About this exercise:
Copy every one of the records below character for character, with nothing added, dropped, or changed.

☆ ☆ ☆

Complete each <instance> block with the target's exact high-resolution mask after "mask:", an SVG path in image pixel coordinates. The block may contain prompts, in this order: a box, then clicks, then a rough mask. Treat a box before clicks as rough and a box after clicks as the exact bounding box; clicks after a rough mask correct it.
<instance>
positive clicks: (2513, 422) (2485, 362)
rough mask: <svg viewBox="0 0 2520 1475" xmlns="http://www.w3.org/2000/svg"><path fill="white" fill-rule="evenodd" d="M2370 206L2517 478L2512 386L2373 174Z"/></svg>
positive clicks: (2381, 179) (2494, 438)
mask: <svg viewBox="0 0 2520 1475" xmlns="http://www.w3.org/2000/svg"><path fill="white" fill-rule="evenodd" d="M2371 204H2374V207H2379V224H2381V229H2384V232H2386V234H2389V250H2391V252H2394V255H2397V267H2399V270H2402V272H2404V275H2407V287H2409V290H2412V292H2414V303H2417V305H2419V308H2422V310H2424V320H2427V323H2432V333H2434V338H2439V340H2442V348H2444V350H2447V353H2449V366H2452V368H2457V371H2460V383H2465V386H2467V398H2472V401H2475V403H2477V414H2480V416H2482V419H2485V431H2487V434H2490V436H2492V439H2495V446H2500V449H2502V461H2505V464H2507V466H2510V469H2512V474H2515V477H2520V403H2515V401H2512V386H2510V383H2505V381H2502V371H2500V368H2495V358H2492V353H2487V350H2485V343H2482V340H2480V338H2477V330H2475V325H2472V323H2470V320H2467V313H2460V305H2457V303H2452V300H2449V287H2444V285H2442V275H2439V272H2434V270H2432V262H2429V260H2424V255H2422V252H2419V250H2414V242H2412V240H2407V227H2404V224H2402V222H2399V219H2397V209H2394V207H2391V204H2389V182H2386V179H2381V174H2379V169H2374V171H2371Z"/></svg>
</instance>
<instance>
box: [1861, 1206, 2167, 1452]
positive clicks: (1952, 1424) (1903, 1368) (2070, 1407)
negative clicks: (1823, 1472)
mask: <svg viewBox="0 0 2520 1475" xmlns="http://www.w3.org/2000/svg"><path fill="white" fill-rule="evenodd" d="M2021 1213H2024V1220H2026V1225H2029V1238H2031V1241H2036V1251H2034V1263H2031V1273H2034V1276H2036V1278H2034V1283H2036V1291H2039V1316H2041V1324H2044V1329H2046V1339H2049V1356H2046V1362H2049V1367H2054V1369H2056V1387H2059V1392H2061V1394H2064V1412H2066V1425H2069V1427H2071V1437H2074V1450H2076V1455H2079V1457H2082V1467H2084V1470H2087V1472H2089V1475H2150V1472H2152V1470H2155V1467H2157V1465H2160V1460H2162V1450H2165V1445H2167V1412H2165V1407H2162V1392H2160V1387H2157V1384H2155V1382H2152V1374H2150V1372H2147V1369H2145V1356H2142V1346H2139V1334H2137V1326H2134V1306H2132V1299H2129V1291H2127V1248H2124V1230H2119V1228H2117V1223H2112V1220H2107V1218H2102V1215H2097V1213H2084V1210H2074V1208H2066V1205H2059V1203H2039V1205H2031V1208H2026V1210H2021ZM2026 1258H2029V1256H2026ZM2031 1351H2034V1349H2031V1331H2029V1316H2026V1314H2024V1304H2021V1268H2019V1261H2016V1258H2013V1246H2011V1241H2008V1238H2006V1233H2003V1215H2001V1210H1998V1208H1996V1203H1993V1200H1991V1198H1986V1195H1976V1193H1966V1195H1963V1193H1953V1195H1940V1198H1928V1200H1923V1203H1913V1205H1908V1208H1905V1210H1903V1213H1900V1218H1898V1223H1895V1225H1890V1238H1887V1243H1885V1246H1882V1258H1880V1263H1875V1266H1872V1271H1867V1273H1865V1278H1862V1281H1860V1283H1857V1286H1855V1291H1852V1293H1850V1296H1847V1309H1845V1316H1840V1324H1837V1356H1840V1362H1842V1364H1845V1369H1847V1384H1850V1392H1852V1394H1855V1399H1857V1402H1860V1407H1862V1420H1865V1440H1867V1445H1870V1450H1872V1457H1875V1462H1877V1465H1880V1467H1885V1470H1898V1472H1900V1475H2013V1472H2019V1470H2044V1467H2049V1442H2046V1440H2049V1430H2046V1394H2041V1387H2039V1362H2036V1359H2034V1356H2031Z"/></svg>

☆ ☆ ☆

Result of this task:
Complete each <instance> block with the target's exact high-resolution mask after "mask:", an SVG path in image pixel coordinates. The block may contain prompts, in this order: a box, then clicks, then a rough mask. Treat a box before clicks as rough and a box after clicks as the exact bounding box; clicks after a rough mask correct it.
<instance>
positive clicks: (2513, 422) (2485, 362)
rough mask: <svg viewBox="0 0 2520 1475" xmlns="http://www.w3.org/2000/svg"><path fill="white" fill-rule="evenodd" d="M2370 206L2517 478L2512 386L2373 174Z"/></svg>
positive clicks: (2381, 179) (2494, 438)
mask: <svg viewBox="0 0 2520 1475" xmlns="http://www.w3.org/2000/svg"><path fill="white" fill-rule="evenodd" d="M2371 204H2374V207H2379V224H2381V229H2384V232H2386V234H2389V250H2391V252H2394V255H2397V267H2399V270H2402V272H2404V275H2407V287H2409V290H2412V292H2414V303H2417V305H2419V308H2422V310H2424V320H2427V323H2432V333H2434V338H2439V340H2442V348H2444V350H2447V353H2449V366H2452V368H2457V371H2460V383H2465V386H2467V398H2472V401H2475V403H2477V414H2480V416H2482V419H2485V431H2487V434H2490V436H2492V439H2495V446H2500V449H2502V461H2505V464H2507V466H2510V469H2512V474H2515V477H2520V403H2515V401H2512V386H2510V383H2505V381H2502V371H2500V368H2495V358H2492V353H2487V350H2485V343H2482V340H2480V338H2477V330H2475V325H2472V323H2470V320H2467V313H2460V305H2457V303H2452V300H2449V287H2444V285H2442V275H2439V272H2434V270H2432V262H2429V260H2424V255H2422V252H2419V250H2414V242H2412V240H2407V227H2404V224H2402V222H2399V219H2397V209H2394V207H2391V204H2389V182H2386V179H2381V174H2379V169H2374V171H2371Z"/></svg>
</instance>
<instance>
box: [1861, 1206, 2167, 1452]
positive clicks: (1952, 1424) (1903, 1368) (2070, 1407)
negative clicks: (1823, 1472)
mask: <svg viewBox="0 0 2520 1475" xmlns="http://www.w3.org/2000/svg"><path fill="white" fill-rule="evenodd" d="M2021 1213H2024V1220H2026V1225H2029V1238H2031V1241H2036V1251H2034V1263H2031V1273H2034V1276H2036V1278H2034V1283H2036V1291H2039V1316H2041V1324H2044V1329H2046V1339H2049V1356H2046V1362H2049V1367H2054V1369H2056V1387H2059V1392H2061V1394H2064V1412H2066V1425H2069V1427H2071V1437H2074V1450H2076V1455H2079V1457H2082V1467H2084V1470H2087V1472H2089V1475H2150V1472H2152V1470H2155V1467H2157V1465H2160V1460H2162V1450H2165V1445H2167V1412H2165V1407H2162V1392H2160V1387H2157V1384H2155V1382H2152V1374H2150V1372H2147V1369H2145V1356H2142V1346H2139V1334H2137V1326H2134V1306H2132V1299H2129V1291H2127V1248H2124V1230H2119V1228H2117V1223H2112V1220H2107V1218H2102V1215H2097V1213H2084V1210H2074V1208H2066V1205H2059V1203H2039V1205H2031V1208H2026V1210H2021ZM2026 1258H2029V1256H2026ZM2031 1351H2034V1349H2031V1331H2029V1316H2026V1314H2024V1304H2021V1268H2019V1261H2016V1258H2013V1246H2011V1241H2008V1238H2006V1233H2003V1215H2001V1210H1998V1208H1996V1203H1993V1200H1991V1198H1986V1195H1976V1193H1966V1195H1963V1193H1953V1195H1940V1198H1928V1200H1923V1203H1913V1205H1908V1208H1905V1210H1903V1213H1900V1218H1898V1223H1895V1225H1890V1238H1887V1243H1885V1246H1882V1258H1880V1263H1875V1266H1872V1271H1867V1273H1865V1278H1862V1281H1860V1283H1857V1286H1855V1291H1852V1293H1850V1296H1847V1309H1845V1316H1840V1324H1837V1356H1840V1362H1842V1364H1845V1369H1847V1384H1850V1392H1852V1394H1855V1399H1857V1402H1860V1407H1862V1420H1865V1440H1867V1445H1870V1450H1872V1457H1875V1462H1877V1465H1880V1467H1885V1470H1898V1472H1900V1475H2013V1472H2019V1470H2044V1467H2049V1442H2046V1440H2049V1430H2046V1394H2041V1387H2039V1362H2036V1359H2034V1356H2031Z"/></svg>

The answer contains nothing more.